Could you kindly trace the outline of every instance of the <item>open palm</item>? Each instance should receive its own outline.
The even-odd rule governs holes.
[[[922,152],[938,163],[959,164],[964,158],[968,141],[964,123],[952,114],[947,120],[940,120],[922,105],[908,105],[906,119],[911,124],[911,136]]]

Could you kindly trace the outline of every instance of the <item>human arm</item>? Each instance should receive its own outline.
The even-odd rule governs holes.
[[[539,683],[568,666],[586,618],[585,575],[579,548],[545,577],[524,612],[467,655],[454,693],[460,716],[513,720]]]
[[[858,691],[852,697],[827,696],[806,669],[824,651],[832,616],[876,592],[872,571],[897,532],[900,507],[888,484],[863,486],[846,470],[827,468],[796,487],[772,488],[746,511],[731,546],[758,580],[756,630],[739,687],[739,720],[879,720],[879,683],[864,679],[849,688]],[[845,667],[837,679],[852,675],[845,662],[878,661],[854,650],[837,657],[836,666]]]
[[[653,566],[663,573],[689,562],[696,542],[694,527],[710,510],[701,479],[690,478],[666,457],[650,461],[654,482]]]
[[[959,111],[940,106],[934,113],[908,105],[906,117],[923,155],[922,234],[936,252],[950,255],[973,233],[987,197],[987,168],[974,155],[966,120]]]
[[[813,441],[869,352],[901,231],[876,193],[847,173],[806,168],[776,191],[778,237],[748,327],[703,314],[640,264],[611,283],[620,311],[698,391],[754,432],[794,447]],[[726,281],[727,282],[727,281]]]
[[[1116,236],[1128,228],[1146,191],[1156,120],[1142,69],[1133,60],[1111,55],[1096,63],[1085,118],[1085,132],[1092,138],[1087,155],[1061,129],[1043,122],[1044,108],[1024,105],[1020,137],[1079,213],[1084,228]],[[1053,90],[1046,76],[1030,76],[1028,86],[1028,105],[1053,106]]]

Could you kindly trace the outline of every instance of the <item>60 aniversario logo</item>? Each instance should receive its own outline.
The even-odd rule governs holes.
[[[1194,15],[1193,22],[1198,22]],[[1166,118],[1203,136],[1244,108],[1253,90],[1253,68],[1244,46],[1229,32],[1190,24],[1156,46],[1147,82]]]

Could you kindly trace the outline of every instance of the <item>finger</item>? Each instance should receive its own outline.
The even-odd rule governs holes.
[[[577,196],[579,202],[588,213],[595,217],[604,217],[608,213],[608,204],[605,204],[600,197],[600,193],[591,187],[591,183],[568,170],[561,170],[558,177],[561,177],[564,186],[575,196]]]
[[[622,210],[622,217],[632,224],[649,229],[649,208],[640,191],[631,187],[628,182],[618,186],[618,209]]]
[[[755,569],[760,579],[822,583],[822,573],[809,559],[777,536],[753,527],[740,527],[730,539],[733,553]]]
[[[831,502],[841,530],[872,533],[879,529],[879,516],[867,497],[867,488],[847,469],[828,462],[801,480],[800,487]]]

Exercise objective – From the line with "of the <item>finger</item>?" through the end of the rows, lay out those rows as a CSV with the columns "prompt" and "reply", one line per row. Put each row's text and its answer in a single quoted field, and replace line breaks with spaces.

Solution for this exercise –
prompt,reply
"Could you kindly trace the outline of every instance of the <item>finger</item>? Each instance should receive its own outline. The even-odd rule governs holes.","[[[577,196],[579,202],[588,213],[595,217],[604,217],[608,213],[608,204],[605,204],[600,197],[600,193],[591,187],[591,183],[568,170],[561,170],[558,177],[561,177],[564,186],[575,196]]] [[[622,210],[622,217],[632,224],[649,229],[649,208],[640,191],[631,187],[628,182],[618,186],[618,209]]] [[[755,569],[760,579],[822,583],[822,573],[809,559],[777,536],[753,527],[740,527],[730,539],[733,553]]] [[[831,502],[841,530],[872,533],[879,529],[879,516],[867,497],[867,488],[847,469],[828,462],[801,480],[800,487]]]"